TEXTE À ÉTUDIER =
Certains logiciels et algorithmes vantent l’IA « apprenante » (ou encore « Machine Learning). Dans ce cas de figure, les algorithmes s’appuient sur des données, s’en servent pour s’entraîner, pour « apprendre » et ajuster ensuite leurs réponses. Le problème est que les bases servant à l’entraînement de l’algorithme peuvent être fausses ou biaisées, rendant l’algorithme moins performant.
Pour la réalisation de tests divers, l’IA est mise en avant pour sa soi-disant « neutralité ». En effet, si l’on regarde en surface, on peut se dire qu’avec une machine, pas de place à l’interprétation. Les réponses sont justes ou fausses, tout simplement. Néanmoins, même les tests qui se revendiquent neutres, les problèmes liés au stéréotype peuvent survenir. Face à certains tests, un candidat peut avoir l’impression d’être jugé selon un préjugé négatif incluant son groupe d’origine, provoquant stress et chute des performances. L’exemple le plus évident est celui d’une femme qui passerait un test de mathématiques et ayant un résultat affecté par le stress généré par l’intériorisation de l’idée qu’une femme serait forcément moins performante qu’un homme en mathématiques.
Si ces tests sont réalisés avec une IA (type chatbot par exemple), une autre forme de stress peut se créer pour les candidats les moins à l’aise avec l’informatique et le digital. Ainsi, ils pourraient parfaitement moins réussir leur test si la méthode de sélection est digitale. Pour cette situation, nous pourrions prendre l’exemple d’un candidat senior qui n’a pas forcément l’habitude d’utiliser ce type d’outils, et qui craindrait d’être moins performant qu’un candidat plus jeune.

OBJECTIF DU TRAVAIL =
Dressez la liste de tous les mots que le texte sur l'IA et les tests place entre un guillemet ouvrant « et un guillemet fermant ». Donnez-les dans leur ordre d'apparition.

DONNÉES FOURNIES =
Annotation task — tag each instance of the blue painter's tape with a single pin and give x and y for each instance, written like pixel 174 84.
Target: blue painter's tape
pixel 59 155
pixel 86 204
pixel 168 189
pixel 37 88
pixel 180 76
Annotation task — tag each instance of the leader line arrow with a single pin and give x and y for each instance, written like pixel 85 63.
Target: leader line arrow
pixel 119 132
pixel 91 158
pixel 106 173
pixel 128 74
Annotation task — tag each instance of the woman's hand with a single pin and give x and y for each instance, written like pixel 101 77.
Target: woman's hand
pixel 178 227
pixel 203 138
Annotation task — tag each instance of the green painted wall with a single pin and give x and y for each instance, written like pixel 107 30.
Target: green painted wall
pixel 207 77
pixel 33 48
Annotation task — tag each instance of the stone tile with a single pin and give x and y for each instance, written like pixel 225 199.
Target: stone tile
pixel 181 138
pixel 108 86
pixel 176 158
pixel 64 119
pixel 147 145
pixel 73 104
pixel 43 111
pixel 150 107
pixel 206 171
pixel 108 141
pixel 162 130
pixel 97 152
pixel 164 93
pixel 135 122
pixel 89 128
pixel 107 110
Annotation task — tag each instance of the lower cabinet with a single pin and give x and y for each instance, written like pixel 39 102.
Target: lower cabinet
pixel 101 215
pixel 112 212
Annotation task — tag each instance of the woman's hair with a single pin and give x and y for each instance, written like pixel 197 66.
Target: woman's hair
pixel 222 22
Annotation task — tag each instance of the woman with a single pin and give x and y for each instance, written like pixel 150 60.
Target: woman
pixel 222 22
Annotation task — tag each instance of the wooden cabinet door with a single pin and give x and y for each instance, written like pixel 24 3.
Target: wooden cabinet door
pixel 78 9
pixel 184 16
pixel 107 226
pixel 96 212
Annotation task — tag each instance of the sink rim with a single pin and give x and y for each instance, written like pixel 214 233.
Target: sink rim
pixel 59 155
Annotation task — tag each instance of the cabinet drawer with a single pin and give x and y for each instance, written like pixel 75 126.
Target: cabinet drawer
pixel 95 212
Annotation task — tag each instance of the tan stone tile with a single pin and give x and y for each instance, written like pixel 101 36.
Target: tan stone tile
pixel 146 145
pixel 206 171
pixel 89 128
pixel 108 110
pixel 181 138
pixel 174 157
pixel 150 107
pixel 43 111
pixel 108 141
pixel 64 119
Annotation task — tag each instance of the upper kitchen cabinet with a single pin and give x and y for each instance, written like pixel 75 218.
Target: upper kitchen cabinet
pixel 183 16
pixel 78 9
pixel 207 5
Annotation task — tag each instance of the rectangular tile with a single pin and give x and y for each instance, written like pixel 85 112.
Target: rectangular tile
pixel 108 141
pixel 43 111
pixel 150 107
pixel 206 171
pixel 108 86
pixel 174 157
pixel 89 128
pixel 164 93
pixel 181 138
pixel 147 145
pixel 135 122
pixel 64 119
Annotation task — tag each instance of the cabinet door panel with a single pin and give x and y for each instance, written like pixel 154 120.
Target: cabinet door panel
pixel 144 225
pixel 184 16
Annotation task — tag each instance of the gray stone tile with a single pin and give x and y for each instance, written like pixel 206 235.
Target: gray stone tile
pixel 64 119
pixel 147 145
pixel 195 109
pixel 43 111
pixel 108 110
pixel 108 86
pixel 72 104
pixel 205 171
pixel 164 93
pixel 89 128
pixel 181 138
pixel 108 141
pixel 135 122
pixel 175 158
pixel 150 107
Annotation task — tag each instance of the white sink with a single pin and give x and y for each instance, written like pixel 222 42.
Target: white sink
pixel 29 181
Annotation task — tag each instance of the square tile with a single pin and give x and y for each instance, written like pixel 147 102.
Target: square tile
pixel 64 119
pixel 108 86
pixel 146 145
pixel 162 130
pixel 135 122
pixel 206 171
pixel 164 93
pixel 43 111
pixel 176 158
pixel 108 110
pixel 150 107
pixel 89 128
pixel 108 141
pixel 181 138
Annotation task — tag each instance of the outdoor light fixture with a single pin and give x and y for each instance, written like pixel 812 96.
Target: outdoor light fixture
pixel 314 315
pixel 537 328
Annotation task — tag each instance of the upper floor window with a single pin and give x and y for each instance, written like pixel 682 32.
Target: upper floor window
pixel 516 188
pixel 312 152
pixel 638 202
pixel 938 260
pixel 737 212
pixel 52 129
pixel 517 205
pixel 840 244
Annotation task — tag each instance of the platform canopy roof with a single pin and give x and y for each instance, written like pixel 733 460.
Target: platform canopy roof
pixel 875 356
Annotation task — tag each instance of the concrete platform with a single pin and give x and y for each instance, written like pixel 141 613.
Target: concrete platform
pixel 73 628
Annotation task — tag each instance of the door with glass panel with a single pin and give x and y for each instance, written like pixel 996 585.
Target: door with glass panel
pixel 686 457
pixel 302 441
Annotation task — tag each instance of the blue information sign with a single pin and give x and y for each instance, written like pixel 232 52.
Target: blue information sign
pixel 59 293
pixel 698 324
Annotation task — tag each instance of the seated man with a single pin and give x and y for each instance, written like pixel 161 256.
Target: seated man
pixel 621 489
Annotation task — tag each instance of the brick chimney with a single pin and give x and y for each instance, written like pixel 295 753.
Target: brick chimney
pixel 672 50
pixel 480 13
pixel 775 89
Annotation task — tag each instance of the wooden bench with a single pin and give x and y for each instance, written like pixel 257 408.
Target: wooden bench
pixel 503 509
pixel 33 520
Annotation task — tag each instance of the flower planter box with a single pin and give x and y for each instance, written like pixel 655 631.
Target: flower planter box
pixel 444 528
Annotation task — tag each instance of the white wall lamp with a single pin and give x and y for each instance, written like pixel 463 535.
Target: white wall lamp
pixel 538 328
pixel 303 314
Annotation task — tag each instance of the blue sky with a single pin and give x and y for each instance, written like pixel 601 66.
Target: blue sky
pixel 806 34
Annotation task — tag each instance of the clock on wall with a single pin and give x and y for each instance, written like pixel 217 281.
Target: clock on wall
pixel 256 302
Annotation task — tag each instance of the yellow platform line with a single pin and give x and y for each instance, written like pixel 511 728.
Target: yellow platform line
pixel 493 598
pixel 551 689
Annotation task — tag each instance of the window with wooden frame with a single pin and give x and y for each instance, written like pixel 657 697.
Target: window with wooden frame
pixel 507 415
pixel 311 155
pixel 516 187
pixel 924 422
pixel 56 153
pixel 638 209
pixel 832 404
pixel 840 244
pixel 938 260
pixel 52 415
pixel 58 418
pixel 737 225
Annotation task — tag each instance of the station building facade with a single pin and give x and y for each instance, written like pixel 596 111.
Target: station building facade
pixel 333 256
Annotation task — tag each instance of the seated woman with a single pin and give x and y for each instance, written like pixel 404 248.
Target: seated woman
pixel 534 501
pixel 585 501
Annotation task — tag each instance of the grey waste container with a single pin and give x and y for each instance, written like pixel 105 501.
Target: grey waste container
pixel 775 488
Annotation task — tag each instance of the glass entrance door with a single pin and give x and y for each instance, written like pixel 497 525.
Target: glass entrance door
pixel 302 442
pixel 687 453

RÉPONSE RÉDIGÉE =
apprenante
apprendre
neutralité